● **Provided passage**:
....

Feasibility of Minimally Invasive Fiber Based Evaluation of Chondrodystrophoid Canine Intervertebral Disc by Reflectance Spectroscopy

Abstract

The objective of this study is to investigate the feasibility of using a fiber-needle spectroscopy sensor to analyze the changes of tissue compositions involved in the chondrodystrophoid condition of the canine intervertebral disc. Reflectance spectrum of single fiber reflectance spectroscopy is expected to provide information of scattering and absorption compositions of tissue in proximity to the fiber-tip. The reflectance spectrum model of single fiber reflectance spectroscopy has been validated by Intralipid and polystyrene phantoms studies. Preliminary measurements on cadaveric canine intervertebral discs indicated significant reduction of scattering constituents and possible diminishment of water content after percutaneous laser disc ablation (PLDA). Cadaveric measurements revealed that the calcified discs have higher scattering amplitude and lower scattering power than normal discs. And when using scattering amplitude to differentiate the normal and calcified discs, 99.28% area under curve has been achieved according to Receiving Operating Characteristic (ROC) curve. Although the water content could not be quantitatively calculated, the absorption from water is observed in the reflectance spectrum. Intralipid phantom study and cadaveric measurements reveal that fiber-needle based sensing configuration may be feasible for integrating the evaluation of calcification and water content into the work-flow of Ho:YAG laser disc ablation for pre-operative in-line detection and post-operative evaluation of therapeutic interventions regarding the chondrodystrophic disc.

....

● **Extracted information**:
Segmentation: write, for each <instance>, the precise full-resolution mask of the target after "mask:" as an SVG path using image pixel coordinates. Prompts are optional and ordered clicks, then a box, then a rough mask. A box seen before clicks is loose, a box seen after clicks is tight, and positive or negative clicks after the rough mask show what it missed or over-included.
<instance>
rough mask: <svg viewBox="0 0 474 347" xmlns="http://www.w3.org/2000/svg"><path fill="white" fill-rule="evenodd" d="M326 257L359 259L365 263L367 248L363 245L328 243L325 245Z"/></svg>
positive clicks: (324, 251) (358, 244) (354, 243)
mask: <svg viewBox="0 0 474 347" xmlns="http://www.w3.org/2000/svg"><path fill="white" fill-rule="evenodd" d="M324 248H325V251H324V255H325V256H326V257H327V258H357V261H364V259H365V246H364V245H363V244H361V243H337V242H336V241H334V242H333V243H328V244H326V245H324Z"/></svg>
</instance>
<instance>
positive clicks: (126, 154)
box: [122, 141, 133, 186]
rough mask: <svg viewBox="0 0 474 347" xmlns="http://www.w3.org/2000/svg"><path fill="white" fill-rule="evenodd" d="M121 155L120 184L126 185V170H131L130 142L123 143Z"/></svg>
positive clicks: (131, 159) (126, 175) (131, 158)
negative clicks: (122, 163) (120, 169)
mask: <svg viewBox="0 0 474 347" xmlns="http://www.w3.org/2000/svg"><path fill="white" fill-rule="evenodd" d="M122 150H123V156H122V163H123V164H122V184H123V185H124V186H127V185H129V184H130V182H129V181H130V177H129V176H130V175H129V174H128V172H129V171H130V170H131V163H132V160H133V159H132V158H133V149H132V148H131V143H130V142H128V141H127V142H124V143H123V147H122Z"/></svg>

....

● **What the task requires**: From the abstract's sentences that begin "Preliminary measurements on cadaveric" and "Cadaveric measurements revealed," list every result reported.

● **Task solution**:
- A significant reduction of scattering constituents after percutaneous laser disc ablation (PLDA)
- A possible diminishment of water content after PLDA
- Higher scattering amplitude in calcified discs than in normal discs
- Lower scattering power in calcified discs than in normal discs